-- Records provided start --

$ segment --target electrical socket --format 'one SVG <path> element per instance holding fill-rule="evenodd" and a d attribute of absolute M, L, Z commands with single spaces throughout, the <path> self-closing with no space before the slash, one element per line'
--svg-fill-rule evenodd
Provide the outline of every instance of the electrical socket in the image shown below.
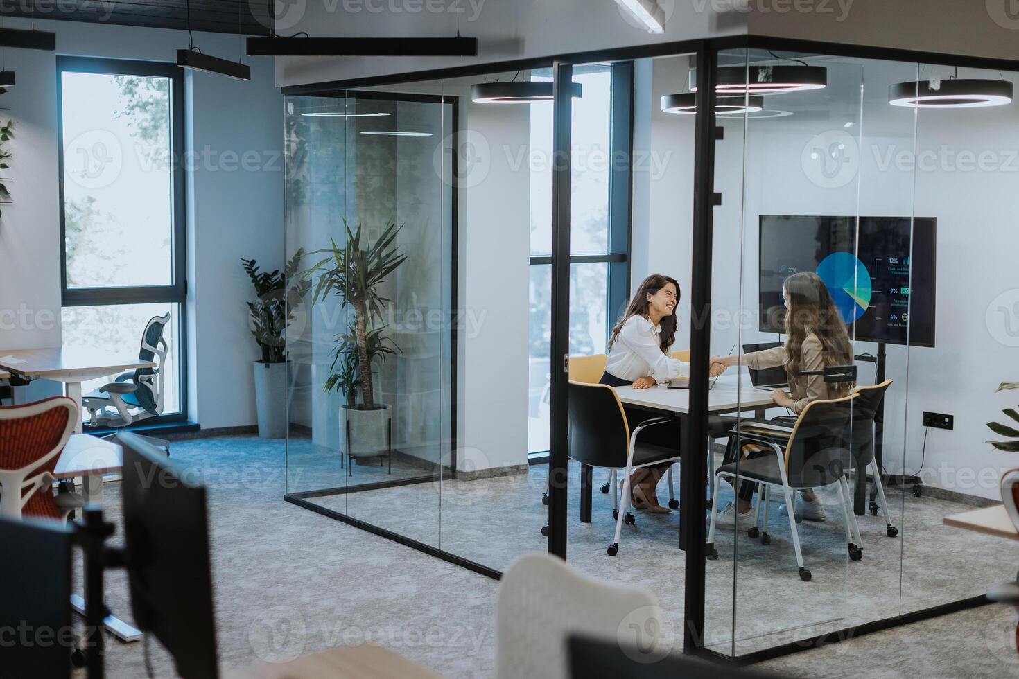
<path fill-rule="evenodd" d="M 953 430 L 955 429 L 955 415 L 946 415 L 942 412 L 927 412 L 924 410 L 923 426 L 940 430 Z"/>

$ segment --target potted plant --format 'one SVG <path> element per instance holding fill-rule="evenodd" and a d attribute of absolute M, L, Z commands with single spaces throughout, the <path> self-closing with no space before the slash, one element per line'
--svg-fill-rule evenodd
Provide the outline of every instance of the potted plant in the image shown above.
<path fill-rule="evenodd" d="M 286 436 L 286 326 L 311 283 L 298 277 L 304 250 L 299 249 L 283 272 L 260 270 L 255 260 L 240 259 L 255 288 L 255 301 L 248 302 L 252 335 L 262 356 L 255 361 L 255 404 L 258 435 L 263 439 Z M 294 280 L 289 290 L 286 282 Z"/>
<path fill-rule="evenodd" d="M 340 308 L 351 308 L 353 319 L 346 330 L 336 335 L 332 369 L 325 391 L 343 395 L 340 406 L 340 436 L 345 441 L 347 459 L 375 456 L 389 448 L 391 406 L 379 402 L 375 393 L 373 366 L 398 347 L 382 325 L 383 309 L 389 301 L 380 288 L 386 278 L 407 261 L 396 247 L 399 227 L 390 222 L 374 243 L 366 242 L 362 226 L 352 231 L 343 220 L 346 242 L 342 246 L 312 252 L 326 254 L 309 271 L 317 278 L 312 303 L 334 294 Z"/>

-- Records provided end --
-- Records provided start --

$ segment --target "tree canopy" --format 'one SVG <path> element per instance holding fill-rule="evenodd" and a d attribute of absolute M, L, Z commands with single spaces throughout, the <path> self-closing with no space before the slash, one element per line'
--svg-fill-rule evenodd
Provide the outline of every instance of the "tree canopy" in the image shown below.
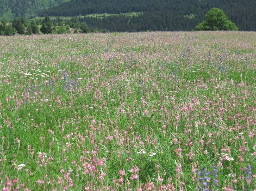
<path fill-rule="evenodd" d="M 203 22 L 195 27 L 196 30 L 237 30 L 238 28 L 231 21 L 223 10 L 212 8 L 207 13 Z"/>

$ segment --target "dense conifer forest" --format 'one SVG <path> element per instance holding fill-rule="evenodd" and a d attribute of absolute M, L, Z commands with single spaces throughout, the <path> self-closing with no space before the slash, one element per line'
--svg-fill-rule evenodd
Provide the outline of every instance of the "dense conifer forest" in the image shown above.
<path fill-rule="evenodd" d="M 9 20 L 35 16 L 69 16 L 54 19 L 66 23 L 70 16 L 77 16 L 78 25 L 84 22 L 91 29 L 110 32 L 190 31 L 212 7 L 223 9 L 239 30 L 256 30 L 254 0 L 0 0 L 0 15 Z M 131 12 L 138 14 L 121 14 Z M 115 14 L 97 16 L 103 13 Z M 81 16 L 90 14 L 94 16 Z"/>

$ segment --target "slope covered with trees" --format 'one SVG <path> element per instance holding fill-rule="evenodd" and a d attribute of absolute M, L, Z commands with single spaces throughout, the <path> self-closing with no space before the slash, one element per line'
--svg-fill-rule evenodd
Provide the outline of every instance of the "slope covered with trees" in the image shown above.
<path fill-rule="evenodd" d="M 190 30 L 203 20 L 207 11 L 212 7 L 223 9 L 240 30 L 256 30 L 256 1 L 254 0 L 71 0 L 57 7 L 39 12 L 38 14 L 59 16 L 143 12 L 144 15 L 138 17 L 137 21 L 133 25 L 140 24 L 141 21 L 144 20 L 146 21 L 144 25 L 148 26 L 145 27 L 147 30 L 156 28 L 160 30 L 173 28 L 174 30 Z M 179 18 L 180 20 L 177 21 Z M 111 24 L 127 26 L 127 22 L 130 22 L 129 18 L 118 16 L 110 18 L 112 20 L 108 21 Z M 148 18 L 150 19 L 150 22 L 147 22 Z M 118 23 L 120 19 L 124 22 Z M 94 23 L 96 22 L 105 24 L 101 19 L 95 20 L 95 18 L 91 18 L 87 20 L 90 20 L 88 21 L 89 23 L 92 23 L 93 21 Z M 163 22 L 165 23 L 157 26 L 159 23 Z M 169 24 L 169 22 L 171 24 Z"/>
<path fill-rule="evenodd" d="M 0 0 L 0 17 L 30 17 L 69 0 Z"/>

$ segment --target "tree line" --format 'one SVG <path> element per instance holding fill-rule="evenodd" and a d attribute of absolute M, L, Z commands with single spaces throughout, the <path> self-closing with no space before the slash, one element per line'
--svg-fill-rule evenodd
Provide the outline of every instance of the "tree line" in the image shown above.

-- Records provided end --
-- Records provided start --

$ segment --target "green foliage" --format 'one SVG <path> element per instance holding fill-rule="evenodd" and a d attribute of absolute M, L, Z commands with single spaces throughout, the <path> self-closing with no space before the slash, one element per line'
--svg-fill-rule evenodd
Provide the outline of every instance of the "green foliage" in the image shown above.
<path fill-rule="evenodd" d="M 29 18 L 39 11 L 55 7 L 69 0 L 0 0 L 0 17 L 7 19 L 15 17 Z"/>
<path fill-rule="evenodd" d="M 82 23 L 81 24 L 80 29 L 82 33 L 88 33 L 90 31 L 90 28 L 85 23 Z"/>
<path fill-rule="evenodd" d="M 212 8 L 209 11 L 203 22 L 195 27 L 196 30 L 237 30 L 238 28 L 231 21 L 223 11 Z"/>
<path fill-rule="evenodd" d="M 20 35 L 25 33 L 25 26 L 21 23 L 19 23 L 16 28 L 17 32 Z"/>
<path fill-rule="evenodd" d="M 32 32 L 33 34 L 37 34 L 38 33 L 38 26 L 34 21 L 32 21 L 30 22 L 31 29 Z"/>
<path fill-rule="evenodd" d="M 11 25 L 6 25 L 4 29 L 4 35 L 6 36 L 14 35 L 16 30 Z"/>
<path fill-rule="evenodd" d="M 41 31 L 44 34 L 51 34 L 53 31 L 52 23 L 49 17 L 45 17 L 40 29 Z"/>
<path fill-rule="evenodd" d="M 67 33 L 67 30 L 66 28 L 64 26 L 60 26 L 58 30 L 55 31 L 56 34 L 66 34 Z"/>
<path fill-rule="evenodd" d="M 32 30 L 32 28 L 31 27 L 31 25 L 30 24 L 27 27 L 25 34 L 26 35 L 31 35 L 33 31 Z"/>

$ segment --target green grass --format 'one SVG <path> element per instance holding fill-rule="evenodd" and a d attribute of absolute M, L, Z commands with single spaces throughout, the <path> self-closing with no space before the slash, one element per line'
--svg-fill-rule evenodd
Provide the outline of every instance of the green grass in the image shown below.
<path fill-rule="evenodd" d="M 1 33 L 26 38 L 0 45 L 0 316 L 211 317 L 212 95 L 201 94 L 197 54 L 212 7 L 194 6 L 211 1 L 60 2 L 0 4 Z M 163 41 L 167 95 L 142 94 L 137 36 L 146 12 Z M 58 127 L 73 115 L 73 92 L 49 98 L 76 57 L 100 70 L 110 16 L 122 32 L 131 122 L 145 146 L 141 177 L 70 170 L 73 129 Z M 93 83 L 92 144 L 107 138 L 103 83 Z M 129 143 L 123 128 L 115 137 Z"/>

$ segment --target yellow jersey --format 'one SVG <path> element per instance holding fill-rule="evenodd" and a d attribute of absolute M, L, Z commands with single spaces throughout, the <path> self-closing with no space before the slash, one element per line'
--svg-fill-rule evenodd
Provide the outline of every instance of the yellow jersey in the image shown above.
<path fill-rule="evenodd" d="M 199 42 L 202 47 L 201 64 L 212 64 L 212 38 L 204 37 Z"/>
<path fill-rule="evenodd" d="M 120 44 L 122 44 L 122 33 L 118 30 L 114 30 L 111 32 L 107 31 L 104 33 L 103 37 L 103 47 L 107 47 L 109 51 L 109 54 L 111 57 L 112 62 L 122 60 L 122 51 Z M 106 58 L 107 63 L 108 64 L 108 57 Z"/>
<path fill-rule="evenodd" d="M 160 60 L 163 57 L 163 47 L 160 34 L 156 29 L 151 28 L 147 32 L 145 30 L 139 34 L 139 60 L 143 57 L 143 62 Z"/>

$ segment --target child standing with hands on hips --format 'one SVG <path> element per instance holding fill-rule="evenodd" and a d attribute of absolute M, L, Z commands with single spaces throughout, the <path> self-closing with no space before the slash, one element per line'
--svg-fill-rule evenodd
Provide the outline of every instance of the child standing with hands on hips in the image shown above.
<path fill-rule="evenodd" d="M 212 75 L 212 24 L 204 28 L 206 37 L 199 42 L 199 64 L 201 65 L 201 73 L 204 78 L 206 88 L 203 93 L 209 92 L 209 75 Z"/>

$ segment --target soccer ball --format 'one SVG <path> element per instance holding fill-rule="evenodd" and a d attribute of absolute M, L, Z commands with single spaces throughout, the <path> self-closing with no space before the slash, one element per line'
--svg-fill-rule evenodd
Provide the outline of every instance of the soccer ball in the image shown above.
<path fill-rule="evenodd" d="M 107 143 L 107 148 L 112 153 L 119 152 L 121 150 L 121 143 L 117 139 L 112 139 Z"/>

-- Records provided end --

Requirement: Find each line in the records that contains the word "standing" and copy those lines out. Letter case matters.

Exercise answer:
$ segment --target child standing with hands on hips --format 'one SVG <path> element per instance holding fill-rule="evenodd" and a d attribute of absolute M, L, Z commands with single spaces throughout, the <path> self-closing with no space before the slash, one element per line'
Provide the outline of every instance of the child standing with hands on hips in the image shown above.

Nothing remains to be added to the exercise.